• [Entradas proporcionadas]
+++++

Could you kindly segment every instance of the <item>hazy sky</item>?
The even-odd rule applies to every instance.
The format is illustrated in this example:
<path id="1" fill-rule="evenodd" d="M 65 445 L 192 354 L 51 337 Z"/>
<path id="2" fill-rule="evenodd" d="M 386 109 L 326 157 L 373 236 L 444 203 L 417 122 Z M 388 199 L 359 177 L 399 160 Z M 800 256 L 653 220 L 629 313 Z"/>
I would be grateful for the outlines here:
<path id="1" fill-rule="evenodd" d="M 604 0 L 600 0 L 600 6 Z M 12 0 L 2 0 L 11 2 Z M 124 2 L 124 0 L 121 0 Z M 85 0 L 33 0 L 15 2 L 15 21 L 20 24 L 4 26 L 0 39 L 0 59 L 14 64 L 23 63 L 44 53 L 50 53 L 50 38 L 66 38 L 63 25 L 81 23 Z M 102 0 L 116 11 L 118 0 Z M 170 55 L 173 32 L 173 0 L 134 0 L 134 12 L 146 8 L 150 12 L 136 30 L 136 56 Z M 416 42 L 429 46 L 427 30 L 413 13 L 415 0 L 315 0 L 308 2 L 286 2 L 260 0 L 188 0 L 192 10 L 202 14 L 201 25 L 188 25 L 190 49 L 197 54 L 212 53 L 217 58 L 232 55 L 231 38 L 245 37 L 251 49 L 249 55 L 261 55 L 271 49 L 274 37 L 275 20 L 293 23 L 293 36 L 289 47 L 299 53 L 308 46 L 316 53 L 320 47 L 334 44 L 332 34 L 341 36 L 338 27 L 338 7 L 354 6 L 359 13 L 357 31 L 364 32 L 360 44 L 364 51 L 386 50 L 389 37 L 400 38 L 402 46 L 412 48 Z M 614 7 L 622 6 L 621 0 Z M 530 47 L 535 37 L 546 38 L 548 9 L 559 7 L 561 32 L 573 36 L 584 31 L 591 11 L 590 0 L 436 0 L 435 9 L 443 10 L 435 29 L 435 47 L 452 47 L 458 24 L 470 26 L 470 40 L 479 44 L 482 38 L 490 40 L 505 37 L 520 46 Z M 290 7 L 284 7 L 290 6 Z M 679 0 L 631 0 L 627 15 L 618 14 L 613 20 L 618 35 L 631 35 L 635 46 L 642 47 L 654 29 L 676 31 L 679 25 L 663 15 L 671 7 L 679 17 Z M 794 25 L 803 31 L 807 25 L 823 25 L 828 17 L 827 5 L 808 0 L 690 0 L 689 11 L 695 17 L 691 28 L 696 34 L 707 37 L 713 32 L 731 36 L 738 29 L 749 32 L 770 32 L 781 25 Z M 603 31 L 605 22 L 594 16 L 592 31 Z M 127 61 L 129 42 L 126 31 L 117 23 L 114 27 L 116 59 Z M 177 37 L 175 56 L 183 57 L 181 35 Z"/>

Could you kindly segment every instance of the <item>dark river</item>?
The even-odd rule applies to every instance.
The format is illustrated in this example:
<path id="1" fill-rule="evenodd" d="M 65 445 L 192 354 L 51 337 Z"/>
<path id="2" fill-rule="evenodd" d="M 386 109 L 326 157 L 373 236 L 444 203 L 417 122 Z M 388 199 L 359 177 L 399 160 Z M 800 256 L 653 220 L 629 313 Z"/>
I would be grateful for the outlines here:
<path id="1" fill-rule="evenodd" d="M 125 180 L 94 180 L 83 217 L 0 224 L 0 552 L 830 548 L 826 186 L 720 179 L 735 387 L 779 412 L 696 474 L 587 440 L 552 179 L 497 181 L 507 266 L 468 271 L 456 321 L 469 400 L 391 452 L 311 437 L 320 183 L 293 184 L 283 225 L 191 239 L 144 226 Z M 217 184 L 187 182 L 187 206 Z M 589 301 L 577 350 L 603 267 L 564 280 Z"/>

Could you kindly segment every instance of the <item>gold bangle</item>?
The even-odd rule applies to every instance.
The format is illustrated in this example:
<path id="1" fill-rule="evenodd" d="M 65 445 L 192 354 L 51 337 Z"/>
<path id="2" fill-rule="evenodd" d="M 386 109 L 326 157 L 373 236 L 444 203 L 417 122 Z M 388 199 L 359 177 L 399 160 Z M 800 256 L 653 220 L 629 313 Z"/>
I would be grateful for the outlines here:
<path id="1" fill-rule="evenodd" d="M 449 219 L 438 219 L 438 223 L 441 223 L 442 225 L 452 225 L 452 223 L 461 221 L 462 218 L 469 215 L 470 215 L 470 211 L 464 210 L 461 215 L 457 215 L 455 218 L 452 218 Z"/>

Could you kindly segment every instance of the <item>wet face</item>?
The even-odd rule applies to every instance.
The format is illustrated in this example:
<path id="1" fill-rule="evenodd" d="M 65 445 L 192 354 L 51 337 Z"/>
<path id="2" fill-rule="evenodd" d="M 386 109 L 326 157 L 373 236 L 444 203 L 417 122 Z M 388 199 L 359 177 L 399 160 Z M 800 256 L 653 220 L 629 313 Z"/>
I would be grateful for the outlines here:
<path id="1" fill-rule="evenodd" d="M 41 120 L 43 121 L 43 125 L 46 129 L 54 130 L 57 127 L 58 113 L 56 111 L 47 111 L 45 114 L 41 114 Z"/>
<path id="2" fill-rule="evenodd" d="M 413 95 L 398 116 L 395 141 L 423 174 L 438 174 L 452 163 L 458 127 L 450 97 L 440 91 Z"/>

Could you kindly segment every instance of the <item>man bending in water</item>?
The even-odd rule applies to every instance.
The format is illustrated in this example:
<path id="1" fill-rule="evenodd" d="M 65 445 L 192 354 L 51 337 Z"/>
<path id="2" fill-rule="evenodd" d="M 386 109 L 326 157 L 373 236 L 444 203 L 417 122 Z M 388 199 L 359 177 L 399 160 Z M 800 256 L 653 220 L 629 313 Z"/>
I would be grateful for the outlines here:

+++++

• [Tarea pendiente]
Copia tal cual cada una de las líneas del listado anterior, de principio a fin y sin omitir ninguna.

• [Resultado]
Could you kindly segment every instance of the <item>hazy sky</item>?
The even-odd rule applies to every instance.
The format is illustrated in this example:
<path id="1" fill-rule="evenodd" d="M 65 445 L 192 354 L 51 337 Z"/>
<path id="2" fill-rule="evenodd" d="M 386 109 L 326 157 L 373 236 L 444 203 L 417 122 Z M 388 199 L 359 177 L 399 160 Z M 800 256 L 653 220 L 629 313 Z"/>
I would be grateful for the outlines here:
<path id="1" fill-rule="evenodd" d="M 604 0 L 600 0 L 600 6 Z M 12 0 L 2 0 L 11 2 Z M 124 2 L 124 0 L 121 0 Z M 85 0 L 33 0 L 15 2 L 15 21 L 20 24 L 4 26 L 0 39 L 0 59 L 14 64 L 23 63 L 44 53 L 50 53 L 50 38 L 66 38 L 63 25 L 81 23 Z M 102 0 L 116 11 L 118 0 Z M 170 55 L 173 32 L 173 0 L 134 0 L 134 12 L 146 8 L 150 12 L 136 30 L 136 56 Z M 416 42 L 429 46 L 427 30 L 413 13 L 415 0 L 315 0 L 308 2 L 286 2 L 260 0 L 188 0 L 192 10 L 202 14 L 201 25 L 188 25 L 190 49 L 197 54 L 212 53 L 217 58 L 232 55 L 231 38 L 245 37 L 251 49 L 249 55 L 261 55 L 271 49 L 274 37 L 275 20 L 293 23 L 293 36 L 289 47 L 299 53 L 308 46 L 316 53 L 320 47 L 334 44 L 332 34 L 341 36 L 338 27 L 338 7 L 354 6 L 359 13 L 357 31 L 364 32 L 360 44 L 364 51 L 386 50 L 389 37 L 400 38 L 402 46 L 412 48 Z M 614 7 L 622 6 L 621 0 Z M 530 47 L 535 37 L 546 38 L 548 9 L 559 7 L 561 32 L 573 36 L 584 31 L 591 11 L 590 0 L 436 0 L 435 9 L 443 10 L 435 29 L 435 47 L 452 47 L 458 24 L 470 26 L 470 40 L 479 44 L 482 38 L 490 40 L 505 37 L 520 46 Z M 290 7 L 284 7 L 290 6 Z M 679 0 L 631 0 L 627 15 L 618 14 L 613 20 L 618 35 L 631 35 L 635 46 L 642 47 L 654 29 L 676 31 L 679 25 L 663 15 L 671 7 L 679 17 Z M 794 25 L 803 31 L 807 25 L 823 25 L 828 17 L 827 5 L 808 0 L 690 0 L 689 11 L 695 17 L 691 28 L 696 34 L 707 37 L 713 32 L 731 36 L 738 29 L 749 32 L 770 32 L 781 25 Z M 603 31 L 605 22 L 594 16 L 592 31 Z M 127 61 L 129 42 L 126 31 L 117 23 L 114 27 L 116 59 Z M 177 37 L 175 56 L 183 57 L 181 35 Z"/>

Could you kindly segment every instance of the <item>dark river</item>?
The even-odd rule applies to every instance.
The format is illustrated in this example:
<path id="1" fill-rule="evenodd" d="M 65 445 L 192 354 L 51 337 Z"/>
<path id="2" fill-rule="evenodd" d="M 386 109 L 326 157 L 373 236 L 444 203 L 417 122 Z M 388 199 L 359 177 L 399 160 Z M 800 256 L 653 220 L 629 313 Z"/>
I would be grateful for the outlines here:
<path id="1" fill-rule="evenodd" d="M 125 180 L 94 180 L 83 217 L 0 224 L 0 552 L 830 548 L 826 186 L 720 179 L 735 387 L 779 412 L 696 474 L 587 440 L 552 179 L 497 181 L 507 266 L 468 271 L 456 321 L 469 400 L 391 452 L 311 437 L 320 183 L 293 184 L 283 225 L 191 239 L 144 226 Z M 217 184 L 187 182 L 187 206 Z M 589 301 L 577 350 L 603 267 L 564 280 Z"/>

Could you kindly segment every instance of the <item>gold bangle</item>?
The even-odd rule applies to every instance.
The format is illustrated in this example:
<path id="1" fill-rule="evenodd" d="M 65 445 L 192 354 L 51 337 Z"/>
<path id="2" fill-rule="evenodd" d="M 386 109 L 326 157 L 373 236 L 444 203 L 417 122 Z M 388 199 L 359 177 L 399 160 Z M 800 256 L 653 220 L 629 313 Z"/>
I would be grateful for the outlines here:
<path id="1" fill-rule="evenodd" d="M 449 219 L 438 219 L 438 223 L 441 223 L 442 225 L 452 225 L 452 223 L 461 221 L 462 218 L 469 215 L 470 215 L 470 211 L 464 210 L 461 215 L 457 215 L 455 218 L 452 218 Z"/>

Could you kindly segment every instance of the <item>wet face</item>?
The even-odd rule applies to every instance.
The format is illustrated in this example:
<path id="1" fill-rule="evenodd" d="M 65 445 L 192 354 L 51 337 Z"/>
<path id="2" fill-rule="evenodd" d="M 386 109 L 326 157 L 373 236 L 444 203 L 417 122 Z M 388 199 L 359 177 L 399 160 Z M 800 256 L 653 220 L 629 313 Z"/>
I would be grateful for the outlines here:
<path id="1" fill-rule="evenodd" d="M 41 120 L 43 121 L 43 125 L 46 129 L 54 130 L 57 127 L 58 113 L 56 111 L 47 111 L 45 114 L 41 114 Z"/>
<path id="2" fill-rule="evenodd" d="M 413 95 L 398 116 L 395 141 L 423 174 L 438 174 L 452 163 L 458 127 L 450 97 L 440 91 Z"/>

Could you kindly segment every instance of the <item>man bending in water</item>?
The even-odd rule applies to every instance.
The format is illustrated in this example:
<path id="1" fill-rule="evenodd" d="M 65 445 L 192 354 L 51 337 Z"/>
<path id="2" fill-rule="evenodd" d="M 386 109 L 326 157 L 373 236 L 444 203 L 417 122 Z M 388 199 L 359 177 L 399 160 Z M 800 256 L 653 220 L 629 313 Z"/>
I would be grateful for the outlines here:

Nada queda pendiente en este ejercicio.